• [WHAT IS ASKED]: Please convert the rows into a JSON list of strings, beginning at the line that has "Pick out each green painted" and stopping after the line that has "0;4;206;357". Use one string per line and leave out blank lines.

======== RECORD EXCERPTS ========

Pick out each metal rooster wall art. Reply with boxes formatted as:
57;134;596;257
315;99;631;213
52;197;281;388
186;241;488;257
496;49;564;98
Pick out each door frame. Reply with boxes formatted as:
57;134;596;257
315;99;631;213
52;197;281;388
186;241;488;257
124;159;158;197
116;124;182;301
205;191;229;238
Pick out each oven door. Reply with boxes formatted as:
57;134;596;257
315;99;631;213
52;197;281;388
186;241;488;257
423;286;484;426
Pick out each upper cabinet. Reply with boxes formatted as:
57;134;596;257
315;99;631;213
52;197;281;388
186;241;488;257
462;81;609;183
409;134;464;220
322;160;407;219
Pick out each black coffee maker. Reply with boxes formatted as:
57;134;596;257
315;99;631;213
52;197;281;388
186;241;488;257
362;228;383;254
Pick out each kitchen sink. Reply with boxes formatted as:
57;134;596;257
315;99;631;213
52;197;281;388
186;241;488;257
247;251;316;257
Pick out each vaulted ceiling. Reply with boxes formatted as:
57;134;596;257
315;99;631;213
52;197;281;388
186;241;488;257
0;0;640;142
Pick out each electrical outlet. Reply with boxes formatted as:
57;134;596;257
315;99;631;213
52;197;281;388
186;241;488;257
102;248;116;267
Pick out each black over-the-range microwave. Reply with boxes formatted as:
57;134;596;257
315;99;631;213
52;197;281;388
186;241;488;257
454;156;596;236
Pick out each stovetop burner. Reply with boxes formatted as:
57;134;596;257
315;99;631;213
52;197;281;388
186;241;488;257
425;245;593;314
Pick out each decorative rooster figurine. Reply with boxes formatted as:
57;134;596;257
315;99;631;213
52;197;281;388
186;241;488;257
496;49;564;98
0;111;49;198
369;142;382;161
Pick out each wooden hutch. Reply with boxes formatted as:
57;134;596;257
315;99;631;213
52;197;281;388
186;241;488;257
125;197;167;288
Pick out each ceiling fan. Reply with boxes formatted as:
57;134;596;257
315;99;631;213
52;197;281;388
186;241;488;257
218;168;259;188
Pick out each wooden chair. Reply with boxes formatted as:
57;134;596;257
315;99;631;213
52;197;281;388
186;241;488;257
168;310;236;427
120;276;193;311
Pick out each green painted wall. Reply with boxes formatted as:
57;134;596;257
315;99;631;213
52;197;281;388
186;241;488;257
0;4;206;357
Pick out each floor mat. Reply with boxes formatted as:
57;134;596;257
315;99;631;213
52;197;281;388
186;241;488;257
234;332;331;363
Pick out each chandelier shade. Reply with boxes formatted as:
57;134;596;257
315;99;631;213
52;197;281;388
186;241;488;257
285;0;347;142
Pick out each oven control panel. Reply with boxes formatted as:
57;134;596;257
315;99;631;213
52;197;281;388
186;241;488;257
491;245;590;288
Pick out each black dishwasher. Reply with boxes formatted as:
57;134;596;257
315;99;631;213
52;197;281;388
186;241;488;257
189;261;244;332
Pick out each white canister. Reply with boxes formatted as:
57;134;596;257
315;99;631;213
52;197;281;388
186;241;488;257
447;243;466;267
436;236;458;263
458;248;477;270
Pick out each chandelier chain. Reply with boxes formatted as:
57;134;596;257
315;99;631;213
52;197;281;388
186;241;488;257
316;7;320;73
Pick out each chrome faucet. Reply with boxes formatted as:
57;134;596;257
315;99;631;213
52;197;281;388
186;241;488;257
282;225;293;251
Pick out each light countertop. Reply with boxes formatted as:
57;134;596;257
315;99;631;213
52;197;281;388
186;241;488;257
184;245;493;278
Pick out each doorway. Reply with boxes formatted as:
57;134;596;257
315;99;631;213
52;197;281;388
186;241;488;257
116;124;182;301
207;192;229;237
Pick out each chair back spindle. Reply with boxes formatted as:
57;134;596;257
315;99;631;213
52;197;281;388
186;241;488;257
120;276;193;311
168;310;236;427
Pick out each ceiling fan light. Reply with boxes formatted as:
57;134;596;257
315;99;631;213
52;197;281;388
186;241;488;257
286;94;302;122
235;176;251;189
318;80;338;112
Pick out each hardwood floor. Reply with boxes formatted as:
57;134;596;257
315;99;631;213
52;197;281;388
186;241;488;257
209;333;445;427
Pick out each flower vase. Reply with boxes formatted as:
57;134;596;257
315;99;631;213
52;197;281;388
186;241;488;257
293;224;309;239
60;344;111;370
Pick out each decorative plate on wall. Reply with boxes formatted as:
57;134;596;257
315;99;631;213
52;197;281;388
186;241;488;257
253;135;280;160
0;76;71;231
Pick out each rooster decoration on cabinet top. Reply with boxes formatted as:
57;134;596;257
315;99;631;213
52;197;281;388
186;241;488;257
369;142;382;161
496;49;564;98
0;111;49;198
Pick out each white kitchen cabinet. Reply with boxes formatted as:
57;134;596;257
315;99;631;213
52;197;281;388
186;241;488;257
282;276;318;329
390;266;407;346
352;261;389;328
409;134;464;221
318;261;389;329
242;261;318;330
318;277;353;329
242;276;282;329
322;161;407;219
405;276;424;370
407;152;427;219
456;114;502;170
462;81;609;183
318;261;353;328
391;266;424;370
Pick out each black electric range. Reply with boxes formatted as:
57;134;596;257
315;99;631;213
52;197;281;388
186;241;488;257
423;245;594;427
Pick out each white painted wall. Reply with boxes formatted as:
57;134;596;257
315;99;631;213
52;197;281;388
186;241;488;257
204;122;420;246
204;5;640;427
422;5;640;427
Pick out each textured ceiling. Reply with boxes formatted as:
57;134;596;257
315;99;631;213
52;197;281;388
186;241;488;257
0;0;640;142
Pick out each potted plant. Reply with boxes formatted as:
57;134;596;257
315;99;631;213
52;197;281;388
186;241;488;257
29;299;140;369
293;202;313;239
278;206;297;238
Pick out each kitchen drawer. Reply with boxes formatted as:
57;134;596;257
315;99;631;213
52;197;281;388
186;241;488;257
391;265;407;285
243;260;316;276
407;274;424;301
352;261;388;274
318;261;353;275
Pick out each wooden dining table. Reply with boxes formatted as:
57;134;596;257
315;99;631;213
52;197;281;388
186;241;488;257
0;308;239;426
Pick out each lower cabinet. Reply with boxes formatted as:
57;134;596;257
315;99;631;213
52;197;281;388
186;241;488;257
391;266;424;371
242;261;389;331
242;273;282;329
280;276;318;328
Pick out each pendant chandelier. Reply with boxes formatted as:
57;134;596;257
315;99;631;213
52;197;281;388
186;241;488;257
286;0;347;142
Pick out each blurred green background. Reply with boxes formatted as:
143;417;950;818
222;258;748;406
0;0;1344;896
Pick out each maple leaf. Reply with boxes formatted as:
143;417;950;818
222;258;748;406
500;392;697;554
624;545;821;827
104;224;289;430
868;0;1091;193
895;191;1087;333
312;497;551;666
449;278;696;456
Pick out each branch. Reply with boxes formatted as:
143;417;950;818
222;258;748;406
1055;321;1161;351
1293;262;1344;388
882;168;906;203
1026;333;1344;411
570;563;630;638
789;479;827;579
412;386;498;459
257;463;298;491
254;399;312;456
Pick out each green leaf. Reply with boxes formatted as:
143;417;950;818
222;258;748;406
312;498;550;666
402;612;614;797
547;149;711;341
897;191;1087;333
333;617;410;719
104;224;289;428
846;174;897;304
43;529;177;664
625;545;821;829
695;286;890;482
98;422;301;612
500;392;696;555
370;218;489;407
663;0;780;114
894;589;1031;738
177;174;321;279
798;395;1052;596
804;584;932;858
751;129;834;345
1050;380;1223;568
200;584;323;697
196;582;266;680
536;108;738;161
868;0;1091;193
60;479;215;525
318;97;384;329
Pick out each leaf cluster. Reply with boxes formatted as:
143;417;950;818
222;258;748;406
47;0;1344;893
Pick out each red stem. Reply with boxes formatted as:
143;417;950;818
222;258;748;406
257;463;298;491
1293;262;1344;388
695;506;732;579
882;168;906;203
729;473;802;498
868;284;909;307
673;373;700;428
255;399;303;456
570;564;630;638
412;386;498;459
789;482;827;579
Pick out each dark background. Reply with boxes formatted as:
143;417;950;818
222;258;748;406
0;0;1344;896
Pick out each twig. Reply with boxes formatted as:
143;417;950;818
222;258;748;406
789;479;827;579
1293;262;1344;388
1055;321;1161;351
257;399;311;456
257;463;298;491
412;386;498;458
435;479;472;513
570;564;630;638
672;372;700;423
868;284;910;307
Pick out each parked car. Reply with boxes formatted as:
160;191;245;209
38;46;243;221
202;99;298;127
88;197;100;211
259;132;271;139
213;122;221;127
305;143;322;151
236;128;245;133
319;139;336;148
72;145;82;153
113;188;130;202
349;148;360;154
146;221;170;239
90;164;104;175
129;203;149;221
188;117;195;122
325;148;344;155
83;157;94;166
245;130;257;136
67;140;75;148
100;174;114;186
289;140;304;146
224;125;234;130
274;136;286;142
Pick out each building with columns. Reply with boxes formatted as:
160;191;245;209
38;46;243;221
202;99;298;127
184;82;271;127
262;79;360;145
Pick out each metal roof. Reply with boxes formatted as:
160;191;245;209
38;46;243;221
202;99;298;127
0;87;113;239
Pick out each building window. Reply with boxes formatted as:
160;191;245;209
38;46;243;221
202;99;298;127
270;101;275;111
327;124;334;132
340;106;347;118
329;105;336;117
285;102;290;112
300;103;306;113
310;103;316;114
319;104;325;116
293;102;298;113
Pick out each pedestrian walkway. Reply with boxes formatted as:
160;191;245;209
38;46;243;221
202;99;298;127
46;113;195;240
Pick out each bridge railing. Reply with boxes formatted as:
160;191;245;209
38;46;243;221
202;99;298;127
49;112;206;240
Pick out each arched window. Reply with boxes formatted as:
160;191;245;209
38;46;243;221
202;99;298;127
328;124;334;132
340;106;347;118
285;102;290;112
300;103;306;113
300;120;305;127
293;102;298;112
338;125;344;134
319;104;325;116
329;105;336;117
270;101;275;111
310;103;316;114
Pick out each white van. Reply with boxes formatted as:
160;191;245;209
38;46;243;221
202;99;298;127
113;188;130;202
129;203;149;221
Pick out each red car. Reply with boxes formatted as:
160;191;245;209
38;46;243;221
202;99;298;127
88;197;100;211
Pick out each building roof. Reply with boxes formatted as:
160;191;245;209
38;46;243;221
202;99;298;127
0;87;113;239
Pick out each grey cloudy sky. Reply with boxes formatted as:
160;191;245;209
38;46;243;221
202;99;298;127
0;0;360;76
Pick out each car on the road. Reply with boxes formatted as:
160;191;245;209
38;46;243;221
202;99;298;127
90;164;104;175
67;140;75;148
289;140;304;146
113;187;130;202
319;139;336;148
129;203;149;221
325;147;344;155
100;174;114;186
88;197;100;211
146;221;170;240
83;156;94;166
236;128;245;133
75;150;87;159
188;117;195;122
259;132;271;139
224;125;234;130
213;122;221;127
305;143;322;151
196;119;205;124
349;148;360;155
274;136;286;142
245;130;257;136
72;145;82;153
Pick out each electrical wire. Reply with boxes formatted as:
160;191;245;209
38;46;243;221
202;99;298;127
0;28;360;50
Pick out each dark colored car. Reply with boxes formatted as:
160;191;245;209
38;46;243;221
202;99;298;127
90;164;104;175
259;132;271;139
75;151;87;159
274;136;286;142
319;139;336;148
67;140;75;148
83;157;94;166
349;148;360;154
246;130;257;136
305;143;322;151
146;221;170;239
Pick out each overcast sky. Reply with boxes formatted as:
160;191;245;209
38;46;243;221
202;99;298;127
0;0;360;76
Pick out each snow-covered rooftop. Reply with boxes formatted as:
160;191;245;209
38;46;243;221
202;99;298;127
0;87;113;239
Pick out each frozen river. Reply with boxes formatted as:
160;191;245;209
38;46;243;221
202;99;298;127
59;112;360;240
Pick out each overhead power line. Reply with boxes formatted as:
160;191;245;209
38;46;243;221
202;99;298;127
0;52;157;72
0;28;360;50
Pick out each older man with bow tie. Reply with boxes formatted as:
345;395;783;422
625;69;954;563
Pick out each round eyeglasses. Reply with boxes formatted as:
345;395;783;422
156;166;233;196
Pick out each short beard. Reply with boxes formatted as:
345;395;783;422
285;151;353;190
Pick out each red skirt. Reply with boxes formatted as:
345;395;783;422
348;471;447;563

========

• [ANSWER TO THIS PROBLEM]:
[
  "Pick out each green painted wall. Reply with boxes formatted as:",
  "57;134;596;257",
  "315;99;631;213",
  "52;197;281;388",
  "186;241;488;257",
  "0;4;206;357"
]